**List of tasks**
**A)** Answer these from the disaster recovery post, one answer per line:
(i) To what source is the opening quote attributed?
(ii) How many components of a disaster recovery plan does the post promise to cover?
(iii) What problem does having multiple contacts avoid?
**B)** Quote the stretch of the disaster recovery post from "This is one" through "for this situation.".

**Excerpt provided**
“The more you sweat in practice, the less you bleed in battle.” – Chinese Proverb.
This is one of my favorite quotes, and I think it’s very fitting for how to think about disaster recovery preparedness and business continuity. I remember many times in my career, especially running online services, when I wasn’t prepared. We were (metaphorically) out of shape, lazy, and pre-occupied with other things. Then a failure hits and customers are affected and everyone scrambles, and everyone wishes they had spent more time preparing for this situation.
Here’s my Top 7 Components of a disaster recovery plan:
1. Contacts & Escalation Process. This seems like a really basic concept, but being able to find the right people during non-business hours requires some thought and planning. Will you have a rotation? Do you have a pager? You want to avoid randomization and get to the right person the first time to solve a problem, but you also need to have multiple contacts to avoid the very real problem that the right person can’t be reached.

**Material shown**
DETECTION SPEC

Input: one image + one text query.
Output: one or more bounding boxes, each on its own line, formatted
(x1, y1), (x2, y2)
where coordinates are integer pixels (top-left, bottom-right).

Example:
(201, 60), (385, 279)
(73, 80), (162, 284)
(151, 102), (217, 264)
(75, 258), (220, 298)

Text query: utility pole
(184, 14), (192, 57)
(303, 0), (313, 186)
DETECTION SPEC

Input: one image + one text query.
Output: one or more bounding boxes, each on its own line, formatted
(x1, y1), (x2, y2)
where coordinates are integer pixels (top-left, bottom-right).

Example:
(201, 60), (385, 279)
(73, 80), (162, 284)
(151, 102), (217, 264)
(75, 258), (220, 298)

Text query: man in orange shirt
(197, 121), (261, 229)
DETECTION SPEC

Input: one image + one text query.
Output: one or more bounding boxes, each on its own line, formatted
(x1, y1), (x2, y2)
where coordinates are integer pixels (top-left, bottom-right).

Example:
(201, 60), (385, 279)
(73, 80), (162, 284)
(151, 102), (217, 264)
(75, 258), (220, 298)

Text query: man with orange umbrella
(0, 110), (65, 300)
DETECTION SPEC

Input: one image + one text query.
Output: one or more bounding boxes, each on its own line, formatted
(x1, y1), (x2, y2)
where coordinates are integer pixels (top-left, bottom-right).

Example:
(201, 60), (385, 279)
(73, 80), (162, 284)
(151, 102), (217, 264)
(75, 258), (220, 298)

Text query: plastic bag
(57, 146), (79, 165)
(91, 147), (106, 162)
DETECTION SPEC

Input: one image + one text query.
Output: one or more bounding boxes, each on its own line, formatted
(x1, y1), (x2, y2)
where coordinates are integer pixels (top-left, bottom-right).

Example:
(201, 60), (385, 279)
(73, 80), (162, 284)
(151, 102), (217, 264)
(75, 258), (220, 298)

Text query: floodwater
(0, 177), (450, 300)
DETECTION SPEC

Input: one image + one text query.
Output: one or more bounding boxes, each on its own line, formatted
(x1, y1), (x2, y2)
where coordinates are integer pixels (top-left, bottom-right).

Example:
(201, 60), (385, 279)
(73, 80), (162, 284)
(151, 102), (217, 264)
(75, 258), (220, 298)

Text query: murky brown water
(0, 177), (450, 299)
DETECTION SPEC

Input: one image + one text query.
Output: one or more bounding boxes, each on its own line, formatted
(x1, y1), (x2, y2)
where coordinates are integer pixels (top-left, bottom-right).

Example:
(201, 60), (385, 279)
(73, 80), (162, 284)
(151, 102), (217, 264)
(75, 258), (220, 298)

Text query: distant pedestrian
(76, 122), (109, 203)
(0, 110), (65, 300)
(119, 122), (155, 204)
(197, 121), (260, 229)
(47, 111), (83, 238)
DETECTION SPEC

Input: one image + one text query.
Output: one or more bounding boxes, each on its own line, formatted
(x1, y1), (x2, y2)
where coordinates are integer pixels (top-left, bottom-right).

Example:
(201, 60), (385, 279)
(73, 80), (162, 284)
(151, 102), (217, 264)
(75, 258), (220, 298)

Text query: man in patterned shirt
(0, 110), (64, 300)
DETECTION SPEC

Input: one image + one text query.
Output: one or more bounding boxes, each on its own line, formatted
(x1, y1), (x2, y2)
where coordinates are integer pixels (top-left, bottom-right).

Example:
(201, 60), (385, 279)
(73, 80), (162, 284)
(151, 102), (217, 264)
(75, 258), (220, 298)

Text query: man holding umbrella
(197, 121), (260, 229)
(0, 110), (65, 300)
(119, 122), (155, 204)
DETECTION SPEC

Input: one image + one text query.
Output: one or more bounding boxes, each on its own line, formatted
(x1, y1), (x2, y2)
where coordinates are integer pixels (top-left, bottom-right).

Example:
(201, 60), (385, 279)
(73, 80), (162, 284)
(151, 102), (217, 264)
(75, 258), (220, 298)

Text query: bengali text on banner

**Responses per task**
**A)**
(i) A Chinese proverb.
(ii) Seven.
(iii) The problem that the right person can't be reached.

**B)**
This is one of my favorite quotes, and I think it’s very fitting for how to think about disaster recovery preparedness and business continuity. I remember many times in my career, especially running online services, when I wasn’t prepared. We were (metaphorically) out of shape, lazy, and pre-occupied with other things. Then a failure hits and customers are affected and everyone scrambles, and everyone wishes they had spent more time preparing for this situation.